── Text extract ──

My Read of the Month:

Title: Think Big: Make It Happen in Business and Life
Author: Donald J. Trump and Bill Zanker
Published: 2007
Genre: Business/Leadership
Ratings: 4.6 out of 5 stars

Donald Trump is arguably one of the most recognised businessmen in the world. His extremely successful career as Chairman and CEO of the Trump Organization has made him a highly sought after speaker for many who are hungry to emulate his success.

In this book, Trump not only reveals some of his personal key principles and business philosophy, he also reveals his larger-than-life personality. And he is definitely kick ass!

Trump’s first advise to those who want to be financially successful is to find one’s passion. He explains that if you love what you do, you’re going to work harder, you’re going try harder, you’re going to be better at it, and you’re going to enjoy your life more.

He encourages his readers to find a mission or purpose that go beyond monetary rewards that they can be passionate about. If they find their passion in doing something useful for people, the money will follow.

Another one of his advises is to adopt the traits of all highly successful individuals- thinking big. Displaying a big-thinking attitude stems from self-belief in his/her ability and worth. According to Trump, that kind of attitude is more important than one’s IQ as how big a person thinks determines how big a success he/she will become.

Though I do appreciate Trump’s no-nonsense leadership style, but I do not admire some of his traits as a successful businessman. However, he is incredibly open about them. He shares much of his ‘juicy’ personal life and experiences  in this book.

For instance, Trump readily admits that it is mostly his fault that led to his two failed marriages. He is now married to his third wife. On his ex-wives, he said, “I just know it’s very hard for them (Ivana and Marla) to compete because I do love what I do. I really love it.”

Like him or not, you got to give him credit for where he is today for his persistence in achieving his dreams. Through this book, I now have a newfound respect for this man.

Who should read it: For those who want to learn how to get rich in the business world.

My Read of the Month:

Title: ZOOM: The Global Race to Fuel the Car of the Future
Author: Iain Carson and Vijay V. Vaitheeswaran
Published: 2007
Genre: Economics/Politics/Environmental/Business
Ratings: 4.6 out of 5 stars

Did you know that the world consumes about 80-90 million barrels (per barrel = 100–200 litres) of oil each day? And the United States accounts for a quarter of that?

In fact, the US consumes more oil than South America, Europe and Africa combine. Clearly, this nation has quite a fixation on oil.

Interestingly, this book reveals a consequential meeting that took place towards the end of the World War II which would change the course of world history as we know today.

In 1945, Franklin Roosevelt, then US President made a pact with King Ibn Saud, father of Saudi Arabia, home to the biggest oil reserves of oil on the planet, then and now.

───
── Data shown ──

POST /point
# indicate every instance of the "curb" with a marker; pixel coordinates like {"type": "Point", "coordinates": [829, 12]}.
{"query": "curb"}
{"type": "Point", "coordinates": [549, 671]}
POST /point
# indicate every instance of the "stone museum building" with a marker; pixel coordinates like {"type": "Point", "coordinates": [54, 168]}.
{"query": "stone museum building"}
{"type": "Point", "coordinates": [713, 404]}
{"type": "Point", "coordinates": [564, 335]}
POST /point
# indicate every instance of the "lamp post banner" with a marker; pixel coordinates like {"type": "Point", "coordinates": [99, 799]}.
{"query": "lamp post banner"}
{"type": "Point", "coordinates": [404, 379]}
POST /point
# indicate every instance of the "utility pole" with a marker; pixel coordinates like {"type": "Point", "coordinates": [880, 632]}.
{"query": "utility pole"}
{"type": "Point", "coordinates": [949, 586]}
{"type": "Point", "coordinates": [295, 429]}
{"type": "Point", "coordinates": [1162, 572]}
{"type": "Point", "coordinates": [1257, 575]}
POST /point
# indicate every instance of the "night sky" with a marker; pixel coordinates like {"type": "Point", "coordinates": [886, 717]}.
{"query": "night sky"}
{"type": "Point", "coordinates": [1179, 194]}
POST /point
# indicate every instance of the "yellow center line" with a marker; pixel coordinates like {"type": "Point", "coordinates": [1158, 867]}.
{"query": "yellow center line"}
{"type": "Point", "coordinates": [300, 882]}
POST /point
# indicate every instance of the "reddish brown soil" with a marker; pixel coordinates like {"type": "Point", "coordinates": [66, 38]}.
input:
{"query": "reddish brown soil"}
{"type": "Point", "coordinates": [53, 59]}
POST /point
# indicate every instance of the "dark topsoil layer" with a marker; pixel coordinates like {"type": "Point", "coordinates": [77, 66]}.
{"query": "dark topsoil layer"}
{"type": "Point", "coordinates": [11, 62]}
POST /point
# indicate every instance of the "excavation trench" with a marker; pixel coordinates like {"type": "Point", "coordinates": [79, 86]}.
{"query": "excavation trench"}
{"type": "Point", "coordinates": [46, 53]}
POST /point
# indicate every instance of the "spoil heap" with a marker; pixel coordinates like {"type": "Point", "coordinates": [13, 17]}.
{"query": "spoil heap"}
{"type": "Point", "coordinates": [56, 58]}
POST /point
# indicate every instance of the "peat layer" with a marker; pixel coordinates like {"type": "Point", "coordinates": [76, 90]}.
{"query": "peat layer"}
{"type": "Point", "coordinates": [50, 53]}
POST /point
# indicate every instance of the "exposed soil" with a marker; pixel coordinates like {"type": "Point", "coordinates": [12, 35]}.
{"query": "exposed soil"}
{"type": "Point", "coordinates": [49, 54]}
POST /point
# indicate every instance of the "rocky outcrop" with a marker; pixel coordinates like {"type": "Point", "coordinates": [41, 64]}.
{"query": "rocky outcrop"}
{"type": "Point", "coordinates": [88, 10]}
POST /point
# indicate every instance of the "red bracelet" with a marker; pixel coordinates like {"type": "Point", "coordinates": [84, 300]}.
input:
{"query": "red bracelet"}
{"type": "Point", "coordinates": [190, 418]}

───

— Set exercise A —
According to the book reviews, what does Trump consider more important than a person's IQ?
— Set exercise B —
Do the following statements agree with the book reviews? Give yes or no for each, quoting the words of the reviews that settle it. (i) Trump admits that his two failed marriages were mostly his fault. (ii) The United States consumes less oil than Europe. (iii) The 1945 pact was made with King Ibn Saud.
— Set exercise C —
Write the next part of the book reviews, starting after the sentence about the 1945 pact between Roosevelt and King Ibn Saud.

— Output A —
A big-thinking attitude.

— Output B —
(i) Yes: "Trump readily admits that it is mostly his fault that led to his two failed marriages." (ii) No: "the US consumes more oil than South America, Europe and Africa combine." (iii) Yes: "Franklin Roosevelt, then US President made a pact with King Ibn Saud."

— Output C —
That historical pact between the two leaders was the US’ guaranteed access to Saudi Arabia’s vast quantities of oil and in return, Roosevelt promised full military support to the king and his clan.

In the decades since, the impact of that alliance has given rise of the Oil Curse that has plagued our world economy. Think gulf war and the Iraqi invasion by the US and you get the parts of that big picture.

As they say, “Study the past to understand the present in order to peek into the future”. And that’s what this investigative book does as it traces the emergence oil and cars that explains the forces of geopolitics and economics we can observe today.

I like that this book aims to be objective and presents both perspectives of those for oil and those against. This makes it a credible read with its avoidance of being bias or over-selling the opinions of the authors.

The only shortcoming of this book is that it is primarily addressed to Americans. Not that it is any fault of the authors since our economic and environmental woes we faced today are linked to this powerhouse nation, the US. But presenting this as a global challenge for everyone would be the next better approach.

Who should read it:For those interested in world politics or who wish to better understand our environmental challenge in tackling the world’s addiction to oil.

My Read of the Month:

Title: Keys to Financial Excellence
Author: Phil Pringle
Published: 2003
Genre: Financial stewardship/Self-improvement
Ratings: 3.7 out of 5 stars

The subject of prosperity is a sensitive one even though it is largely accepted that there is no lack whatsoever to the abundance that God has for us as His children.

Understanding that the stakes are high for the Church not to prosper, Phil Pringle attempts to provide a complete and balanced view on the biblical aspect of financial excellence; where we should not feel that it is wrong to prosper.

I liked that he addressed the perception that giving alone is all there is to prospering in life. And the idea that if people simply give, they will automatically receive abundance is faulty.

He inserts that working faithfully and diligently is essential too. According to him, our work and our desire to work ought to be motivated not by money, but by faith, hope and love. Hence, having the right attitude and motivation paves the way for abundance to be released upon our lives.

There’s quite a comprehensive portion of this book dedicated on principles of tithing which I believe would be very helpful for those who question the validity of such a practice as a New Testament Church.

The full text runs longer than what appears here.